[Coordinate annotation entries]
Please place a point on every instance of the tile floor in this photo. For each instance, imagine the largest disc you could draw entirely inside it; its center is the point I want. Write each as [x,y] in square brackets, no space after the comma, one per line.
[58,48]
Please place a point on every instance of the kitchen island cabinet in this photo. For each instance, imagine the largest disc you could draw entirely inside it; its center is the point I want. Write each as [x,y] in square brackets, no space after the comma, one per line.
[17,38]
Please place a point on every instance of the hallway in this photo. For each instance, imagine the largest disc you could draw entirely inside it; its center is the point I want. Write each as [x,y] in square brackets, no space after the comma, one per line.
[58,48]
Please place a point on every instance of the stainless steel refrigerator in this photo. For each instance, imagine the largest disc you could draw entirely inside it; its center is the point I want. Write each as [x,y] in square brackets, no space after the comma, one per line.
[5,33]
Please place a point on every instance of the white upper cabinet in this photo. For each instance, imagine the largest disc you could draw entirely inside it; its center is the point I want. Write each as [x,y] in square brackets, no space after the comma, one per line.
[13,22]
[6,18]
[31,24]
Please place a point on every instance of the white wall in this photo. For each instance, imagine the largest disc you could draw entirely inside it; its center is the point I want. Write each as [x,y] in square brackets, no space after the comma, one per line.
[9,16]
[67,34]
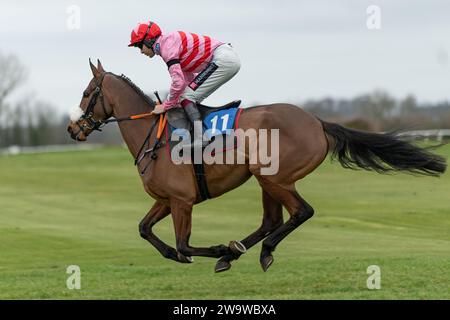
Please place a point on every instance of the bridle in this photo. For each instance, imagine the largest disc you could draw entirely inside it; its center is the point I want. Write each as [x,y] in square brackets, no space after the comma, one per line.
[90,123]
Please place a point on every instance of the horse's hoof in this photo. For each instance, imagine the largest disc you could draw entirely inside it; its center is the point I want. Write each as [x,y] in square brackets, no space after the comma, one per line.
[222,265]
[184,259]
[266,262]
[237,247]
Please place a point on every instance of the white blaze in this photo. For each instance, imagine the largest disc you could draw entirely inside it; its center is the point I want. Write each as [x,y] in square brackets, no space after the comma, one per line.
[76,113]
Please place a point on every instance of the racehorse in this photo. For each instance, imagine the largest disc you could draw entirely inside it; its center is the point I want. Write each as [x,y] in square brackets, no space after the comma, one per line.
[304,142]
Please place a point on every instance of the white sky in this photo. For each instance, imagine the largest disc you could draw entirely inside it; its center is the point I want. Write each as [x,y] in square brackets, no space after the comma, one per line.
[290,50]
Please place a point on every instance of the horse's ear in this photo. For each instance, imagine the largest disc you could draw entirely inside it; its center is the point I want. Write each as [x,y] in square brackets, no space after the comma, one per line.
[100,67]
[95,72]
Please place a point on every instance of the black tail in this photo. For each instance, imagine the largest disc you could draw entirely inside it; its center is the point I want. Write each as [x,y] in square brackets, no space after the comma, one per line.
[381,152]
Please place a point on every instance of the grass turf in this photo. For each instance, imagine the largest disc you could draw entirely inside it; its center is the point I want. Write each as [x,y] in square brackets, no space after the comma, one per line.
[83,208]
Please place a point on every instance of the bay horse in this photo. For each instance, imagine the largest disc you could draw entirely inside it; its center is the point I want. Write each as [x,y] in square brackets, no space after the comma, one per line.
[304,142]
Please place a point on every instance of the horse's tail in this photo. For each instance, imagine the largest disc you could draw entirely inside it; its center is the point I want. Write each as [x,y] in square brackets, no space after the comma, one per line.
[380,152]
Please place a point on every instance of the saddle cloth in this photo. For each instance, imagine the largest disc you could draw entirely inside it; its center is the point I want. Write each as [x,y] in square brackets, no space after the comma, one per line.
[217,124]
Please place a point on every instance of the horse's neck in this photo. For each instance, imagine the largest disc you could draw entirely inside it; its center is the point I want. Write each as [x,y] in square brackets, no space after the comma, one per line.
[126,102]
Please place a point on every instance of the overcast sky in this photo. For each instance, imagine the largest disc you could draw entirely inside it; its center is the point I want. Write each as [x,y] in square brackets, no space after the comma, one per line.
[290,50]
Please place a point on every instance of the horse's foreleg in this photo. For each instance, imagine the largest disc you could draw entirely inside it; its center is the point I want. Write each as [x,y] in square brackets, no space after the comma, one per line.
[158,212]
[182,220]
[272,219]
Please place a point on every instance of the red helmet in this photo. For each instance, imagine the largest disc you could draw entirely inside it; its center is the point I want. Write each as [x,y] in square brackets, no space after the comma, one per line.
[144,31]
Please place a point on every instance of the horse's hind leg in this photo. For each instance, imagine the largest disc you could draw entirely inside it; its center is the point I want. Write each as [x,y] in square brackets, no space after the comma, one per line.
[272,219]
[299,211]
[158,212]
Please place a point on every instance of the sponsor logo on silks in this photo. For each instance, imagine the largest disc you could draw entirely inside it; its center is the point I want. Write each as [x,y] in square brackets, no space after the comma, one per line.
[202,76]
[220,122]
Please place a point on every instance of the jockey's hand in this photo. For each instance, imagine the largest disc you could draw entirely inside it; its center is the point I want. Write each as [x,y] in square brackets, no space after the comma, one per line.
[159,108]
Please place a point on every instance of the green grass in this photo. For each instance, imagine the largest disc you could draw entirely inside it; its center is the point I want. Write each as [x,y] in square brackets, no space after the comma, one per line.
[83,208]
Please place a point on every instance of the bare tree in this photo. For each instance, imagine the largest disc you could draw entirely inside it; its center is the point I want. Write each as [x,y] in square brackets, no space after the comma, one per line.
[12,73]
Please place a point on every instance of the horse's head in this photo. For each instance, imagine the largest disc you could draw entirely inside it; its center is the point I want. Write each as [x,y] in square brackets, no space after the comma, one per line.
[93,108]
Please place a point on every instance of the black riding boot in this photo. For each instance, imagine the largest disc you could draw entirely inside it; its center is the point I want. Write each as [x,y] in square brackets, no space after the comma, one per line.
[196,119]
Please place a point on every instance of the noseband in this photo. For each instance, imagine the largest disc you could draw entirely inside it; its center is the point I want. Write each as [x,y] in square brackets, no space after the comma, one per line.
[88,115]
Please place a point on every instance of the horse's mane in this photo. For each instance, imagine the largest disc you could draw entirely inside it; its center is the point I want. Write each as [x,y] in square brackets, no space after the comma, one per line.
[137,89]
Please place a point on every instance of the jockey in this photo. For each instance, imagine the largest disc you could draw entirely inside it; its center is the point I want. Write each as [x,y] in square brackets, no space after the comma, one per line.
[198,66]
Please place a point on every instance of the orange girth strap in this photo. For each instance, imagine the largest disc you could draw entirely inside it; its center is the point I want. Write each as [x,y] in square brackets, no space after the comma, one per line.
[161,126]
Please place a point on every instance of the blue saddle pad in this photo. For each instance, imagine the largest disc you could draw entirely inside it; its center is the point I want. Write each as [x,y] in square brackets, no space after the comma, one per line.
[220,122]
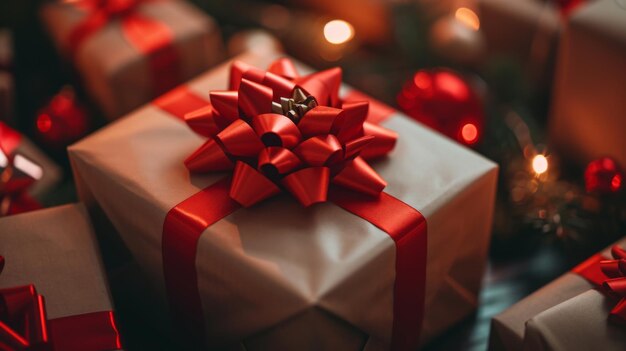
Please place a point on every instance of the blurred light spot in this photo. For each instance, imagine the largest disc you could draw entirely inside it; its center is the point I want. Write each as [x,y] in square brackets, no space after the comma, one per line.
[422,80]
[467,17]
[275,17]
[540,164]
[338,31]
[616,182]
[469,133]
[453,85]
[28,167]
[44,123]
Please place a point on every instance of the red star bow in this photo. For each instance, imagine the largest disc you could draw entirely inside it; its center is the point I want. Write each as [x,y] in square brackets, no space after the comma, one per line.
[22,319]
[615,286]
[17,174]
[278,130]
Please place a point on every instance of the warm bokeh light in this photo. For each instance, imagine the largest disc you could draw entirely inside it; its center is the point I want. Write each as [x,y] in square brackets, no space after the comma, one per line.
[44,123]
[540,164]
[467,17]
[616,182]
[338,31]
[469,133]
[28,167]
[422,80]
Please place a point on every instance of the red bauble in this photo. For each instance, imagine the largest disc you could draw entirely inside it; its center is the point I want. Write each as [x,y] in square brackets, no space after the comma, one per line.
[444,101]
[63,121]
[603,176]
--
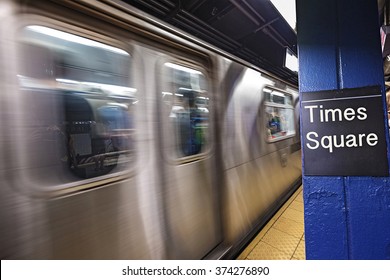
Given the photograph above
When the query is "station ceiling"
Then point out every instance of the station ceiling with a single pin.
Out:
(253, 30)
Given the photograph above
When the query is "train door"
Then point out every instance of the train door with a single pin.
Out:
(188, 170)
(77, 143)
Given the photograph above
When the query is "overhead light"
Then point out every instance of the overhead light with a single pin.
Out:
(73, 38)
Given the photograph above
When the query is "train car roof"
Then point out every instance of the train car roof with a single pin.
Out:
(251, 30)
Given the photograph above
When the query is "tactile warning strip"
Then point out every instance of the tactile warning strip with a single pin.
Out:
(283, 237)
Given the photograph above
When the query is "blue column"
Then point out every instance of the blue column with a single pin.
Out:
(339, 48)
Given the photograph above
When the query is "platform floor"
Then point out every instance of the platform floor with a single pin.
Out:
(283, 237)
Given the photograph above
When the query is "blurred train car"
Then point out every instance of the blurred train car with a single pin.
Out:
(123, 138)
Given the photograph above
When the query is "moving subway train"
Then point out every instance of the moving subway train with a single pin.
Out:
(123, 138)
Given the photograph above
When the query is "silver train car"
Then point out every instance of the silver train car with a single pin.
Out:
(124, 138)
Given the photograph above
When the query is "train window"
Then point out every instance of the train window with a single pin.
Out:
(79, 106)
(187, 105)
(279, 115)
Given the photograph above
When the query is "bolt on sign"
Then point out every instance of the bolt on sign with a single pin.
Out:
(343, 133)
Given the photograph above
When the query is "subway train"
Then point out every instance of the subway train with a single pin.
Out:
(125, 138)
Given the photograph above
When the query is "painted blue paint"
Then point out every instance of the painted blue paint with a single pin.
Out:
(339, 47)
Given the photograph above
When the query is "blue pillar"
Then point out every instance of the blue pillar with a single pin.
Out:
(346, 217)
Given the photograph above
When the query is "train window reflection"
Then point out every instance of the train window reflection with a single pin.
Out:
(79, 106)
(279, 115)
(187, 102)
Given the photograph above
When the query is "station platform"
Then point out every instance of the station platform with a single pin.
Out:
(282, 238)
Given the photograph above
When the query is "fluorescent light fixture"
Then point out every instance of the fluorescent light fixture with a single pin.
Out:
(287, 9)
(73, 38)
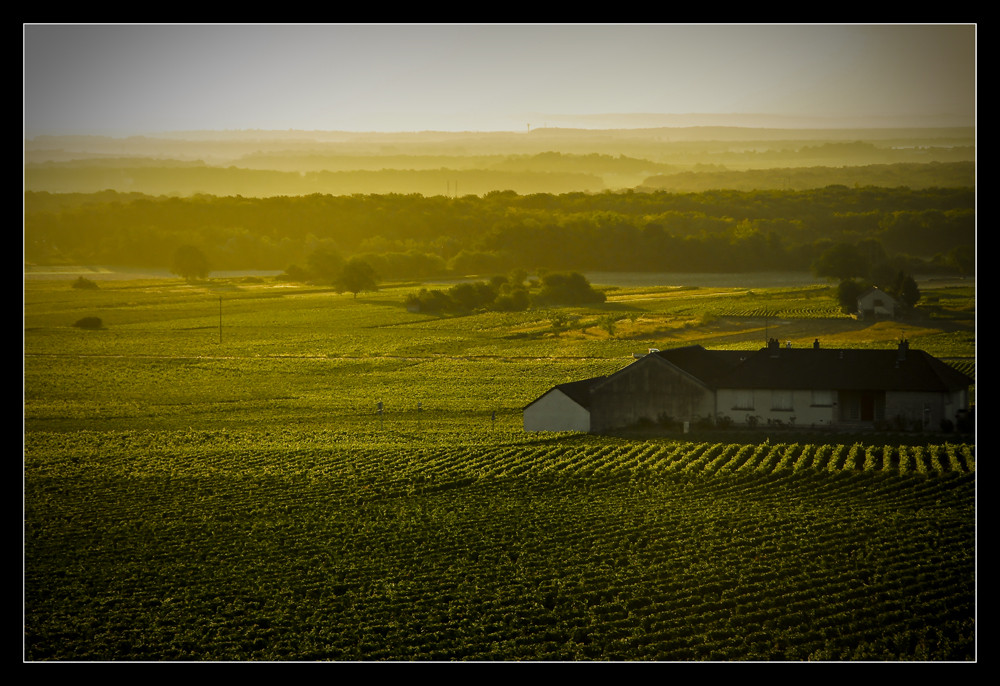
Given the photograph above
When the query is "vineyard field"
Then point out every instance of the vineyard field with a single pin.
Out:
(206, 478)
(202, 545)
* * *
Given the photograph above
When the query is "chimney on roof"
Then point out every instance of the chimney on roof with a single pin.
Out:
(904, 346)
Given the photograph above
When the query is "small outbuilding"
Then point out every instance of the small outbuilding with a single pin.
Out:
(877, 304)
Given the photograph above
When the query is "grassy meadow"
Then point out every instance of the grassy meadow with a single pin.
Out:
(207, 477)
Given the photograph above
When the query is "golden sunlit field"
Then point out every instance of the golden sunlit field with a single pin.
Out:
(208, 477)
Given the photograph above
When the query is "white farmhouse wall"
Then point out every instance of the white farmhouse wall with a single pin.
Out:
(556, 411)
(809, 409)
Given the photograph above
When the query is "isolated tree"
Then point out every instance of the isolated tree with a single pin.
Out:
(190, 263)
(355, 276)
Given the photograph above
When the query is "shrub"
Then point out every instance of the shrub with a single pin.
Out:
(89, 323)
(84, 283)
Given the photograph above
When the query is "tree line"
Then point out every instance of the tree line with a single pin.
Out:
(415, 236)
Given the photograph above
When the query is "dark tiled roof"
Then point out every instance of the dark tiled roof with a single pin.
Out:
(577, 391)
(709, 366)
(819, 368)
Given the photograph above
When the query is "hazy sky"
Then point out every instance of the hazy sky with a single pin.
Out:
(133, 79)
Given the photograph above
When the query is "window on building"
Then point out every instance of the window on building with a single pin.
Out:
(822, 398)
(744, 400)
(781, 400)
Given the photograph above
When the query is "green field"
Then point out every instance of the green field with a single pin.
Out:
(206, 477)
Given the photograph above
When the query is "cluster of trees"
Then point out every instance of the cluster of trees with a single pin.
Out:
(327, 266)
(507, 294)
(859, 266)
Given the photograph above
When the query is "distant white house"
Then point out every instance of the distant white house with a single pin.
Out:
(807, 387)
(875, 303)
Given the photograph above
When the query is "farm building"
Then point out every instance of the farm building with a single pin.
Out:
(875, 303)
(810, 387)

:: Objective ::
Please state how many lines in the entries above contain the word "moving". Reply with the number alone.

:: Response to the task ::
2